In the entries below, some lines hold the string "every"; please say how many, giving the number and nothing else.

Stored data:
┄┄┄┄┄┄
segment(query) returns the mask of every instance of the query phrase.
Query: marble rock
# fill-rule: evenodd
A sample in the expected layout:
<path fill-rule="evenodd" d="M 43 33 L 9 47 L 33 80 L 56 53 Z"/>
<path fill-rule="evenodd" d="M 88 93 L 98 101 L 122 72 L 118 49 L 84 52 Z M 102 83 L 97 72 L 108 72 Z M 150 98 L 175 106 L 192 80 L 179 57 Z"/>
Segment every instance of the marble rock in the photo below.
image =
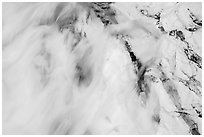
┄┄┄┄┄┄
Output for this exercise:
2